**RECORD EXTRACTS:**
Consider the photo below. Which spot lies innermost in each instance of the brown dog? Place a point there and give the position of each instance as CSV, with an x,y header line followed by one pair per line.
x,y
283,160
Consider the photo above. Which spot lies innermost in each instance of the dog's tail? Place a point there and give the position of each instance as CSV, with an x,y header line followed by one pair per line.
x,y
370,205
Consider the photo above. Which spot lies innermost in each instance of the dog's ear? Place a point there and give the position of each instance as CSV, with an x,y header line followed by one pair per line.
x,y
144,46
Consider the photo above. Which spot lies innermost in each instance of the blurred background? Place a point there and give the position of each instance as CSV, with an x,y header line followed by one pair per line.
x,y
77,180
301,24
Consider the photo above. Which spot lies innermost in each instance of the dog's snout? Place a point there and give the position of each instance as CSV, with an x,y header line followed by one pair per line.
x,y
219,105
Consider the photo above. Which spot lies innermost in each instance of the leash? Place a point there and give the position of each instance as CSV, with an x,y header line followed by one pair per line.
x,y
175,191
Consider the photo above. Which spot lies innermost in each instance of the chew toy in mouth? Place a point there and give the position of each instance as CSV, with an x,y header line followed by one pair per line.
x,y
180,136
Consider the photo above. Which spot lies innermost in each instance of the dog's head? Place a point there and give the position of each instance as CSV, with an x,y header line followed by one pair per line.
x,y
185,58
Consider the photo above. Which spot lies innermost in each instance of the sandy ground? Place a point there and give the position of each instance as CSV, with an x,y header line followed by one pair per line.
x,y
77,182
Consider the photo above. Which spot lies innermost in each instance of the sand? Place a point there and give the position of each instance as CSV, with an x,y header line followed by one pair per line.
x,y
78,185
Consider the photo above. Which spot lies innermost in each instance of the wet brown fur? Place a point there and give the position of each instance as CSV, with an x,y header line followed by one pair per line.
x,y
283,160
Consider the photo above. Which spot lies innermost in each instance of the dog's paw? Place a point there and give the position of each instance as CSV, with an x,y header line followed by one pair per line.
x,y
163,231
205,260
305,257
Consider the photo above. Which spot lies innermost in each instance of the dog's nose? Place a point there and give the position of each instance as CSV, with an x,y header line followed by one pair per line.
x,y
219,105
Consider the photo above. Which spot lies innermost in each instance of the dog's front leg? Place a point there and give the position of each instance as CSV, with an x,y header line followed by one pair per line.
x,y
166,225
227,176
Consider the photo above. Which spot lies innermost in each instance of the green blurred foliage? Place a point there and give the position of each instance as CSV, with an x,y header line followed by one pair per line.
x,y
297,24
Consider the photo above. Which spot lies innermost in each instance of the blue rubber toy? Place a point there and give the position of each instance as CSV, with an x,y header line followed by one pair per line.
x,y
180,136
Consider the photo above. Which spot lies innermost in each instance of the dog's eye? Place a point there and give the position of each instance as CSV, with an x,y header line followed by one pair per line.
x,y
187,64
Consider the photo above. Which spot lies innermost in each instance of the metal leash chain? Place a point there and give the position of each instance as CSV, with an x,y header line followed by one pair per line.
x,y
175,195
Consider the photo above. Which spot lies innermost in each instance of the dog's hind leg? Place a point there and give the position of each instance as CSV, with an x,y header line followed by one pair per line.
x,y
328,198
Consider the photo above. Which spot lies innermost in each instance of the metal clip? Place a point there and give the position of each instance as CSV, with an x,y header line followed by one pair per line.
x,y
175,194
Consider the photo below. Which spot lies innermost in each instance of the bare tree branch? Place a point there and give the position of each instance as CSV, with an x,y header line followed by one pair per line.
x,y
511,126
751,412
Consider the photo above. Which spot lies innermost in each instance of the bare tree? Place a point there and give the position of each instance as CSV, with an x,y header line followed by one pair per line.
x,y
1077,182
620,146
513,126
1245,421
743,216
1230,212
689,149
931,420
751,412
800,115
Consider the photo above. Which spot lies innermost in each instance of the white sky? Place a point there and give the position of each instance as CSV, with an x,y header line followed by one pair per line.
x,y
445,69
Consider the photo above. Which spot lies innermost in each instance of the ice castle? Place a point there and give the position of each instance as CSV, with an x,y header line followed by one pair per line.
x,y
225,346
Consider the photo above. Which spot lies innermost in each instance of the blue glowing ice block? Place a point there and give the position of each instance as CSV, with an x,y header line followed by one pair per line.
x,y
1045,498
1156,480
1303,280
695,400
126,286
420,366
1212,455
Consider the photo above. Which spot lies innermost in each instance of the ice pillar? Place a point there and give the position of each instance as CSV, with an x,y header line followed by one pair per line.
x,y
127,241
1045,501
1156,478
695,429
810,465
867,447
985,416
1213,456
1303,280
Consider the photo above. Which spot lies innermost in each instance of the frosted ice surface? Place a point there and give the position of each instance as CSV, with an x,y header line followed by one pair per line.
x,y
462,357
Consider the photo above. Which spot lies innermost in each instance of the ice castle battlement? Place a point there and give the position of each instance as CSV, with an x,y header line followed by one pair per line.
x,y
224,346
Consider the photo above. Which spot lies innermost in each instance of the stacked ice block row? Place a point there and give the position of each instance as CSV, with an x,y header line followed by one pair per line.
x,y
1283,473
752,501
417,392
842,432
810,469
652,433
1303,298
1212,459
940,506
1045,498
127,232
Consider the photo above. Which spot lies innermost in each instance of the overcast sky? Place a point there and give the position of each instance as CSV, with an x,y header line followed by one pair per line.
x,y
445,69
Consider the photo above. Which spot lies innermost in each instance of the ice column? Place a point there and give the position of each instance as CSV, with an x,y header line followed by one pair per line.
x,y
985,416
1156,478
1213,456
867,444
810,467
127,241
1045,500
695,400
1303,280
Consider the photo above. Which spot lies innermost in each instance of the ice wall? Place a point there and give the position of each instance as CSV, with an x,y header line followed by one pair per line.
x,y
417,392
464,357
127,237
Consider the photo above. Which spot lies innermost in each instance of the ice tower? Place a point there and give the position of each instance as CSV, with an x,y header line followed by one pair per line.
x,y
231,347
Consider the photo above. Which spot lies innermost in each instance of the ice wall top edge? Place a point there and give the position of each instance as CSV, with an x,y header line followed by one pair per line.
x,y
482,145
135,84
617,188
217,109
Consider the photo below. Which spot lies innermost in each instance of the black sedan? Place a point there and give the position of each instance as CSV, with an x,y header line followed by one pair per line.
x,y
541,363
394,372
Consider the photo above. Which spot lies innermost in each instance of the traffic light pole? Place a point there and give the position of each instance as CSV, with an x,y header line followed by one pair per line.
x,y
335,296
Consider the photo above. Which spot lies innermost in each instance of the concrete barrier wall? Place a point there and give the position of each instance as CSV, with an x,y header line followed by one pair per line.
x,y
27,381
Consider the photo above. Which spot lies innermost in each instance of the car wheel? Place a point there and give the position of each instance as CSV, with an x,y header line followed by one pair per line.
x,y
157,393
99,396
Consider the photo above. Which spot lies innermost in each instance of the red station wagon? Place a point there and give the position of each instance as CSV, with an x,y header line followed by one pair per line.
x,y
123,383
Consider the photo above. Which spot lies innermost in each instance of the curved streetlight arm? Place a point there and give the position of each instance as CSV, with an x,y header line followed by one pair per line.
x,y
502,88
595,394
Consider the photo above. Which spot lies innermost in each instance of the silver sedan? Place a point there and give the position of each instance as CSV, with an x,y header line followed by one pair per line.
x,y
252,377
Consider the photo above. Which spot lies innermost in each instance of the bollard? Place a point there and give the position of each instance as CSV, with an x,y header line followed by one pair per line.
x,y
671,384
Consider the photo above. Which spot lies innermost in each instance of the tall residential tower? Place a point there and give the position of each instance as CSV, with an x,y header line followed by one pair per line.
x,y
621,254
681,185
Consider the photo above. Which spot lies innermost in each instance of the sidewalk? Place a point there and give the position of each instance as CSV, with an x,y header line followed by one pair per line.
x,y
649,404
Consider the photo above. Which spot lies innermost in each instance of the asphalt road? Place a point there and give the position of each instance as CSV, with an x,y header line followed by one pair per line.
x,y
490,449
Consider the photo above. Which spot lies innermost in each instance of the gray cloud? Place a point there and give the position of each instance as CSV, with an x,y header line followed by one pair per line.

**EXERCISE PROMPT:** Give back exactly the lines that run from the line with "of the tall" through the close of the material, counting both ends, and nothing more.

**COMPLETED TASK:**
Consider the photo above. Which spot lies innermost in each instance of the tall residential tower? Place a point there and give the position of each instance as CSV, with an x,y header line followed by one pair per line.
x,y
621,254
681,185
Consider the photo above. Which spot lies innermost in each instance of the sidewalk? Place a point there and give the position of each instance as CSV, with an x,y header line followed by one pair per line.
x,y
649,404
Consider the photo above. Which spot lies innermost in each instance of the asphalt road? Place a point there and give the position of each instance as CSV, with an x,y header line followed by one pair per line.
x,y
490,449
Consider the photo above. Which spot lies innermost in each instance of the gray cloud? Place a point there and give the position of each instance as CSV, with an x,y header line followed by one pair per line.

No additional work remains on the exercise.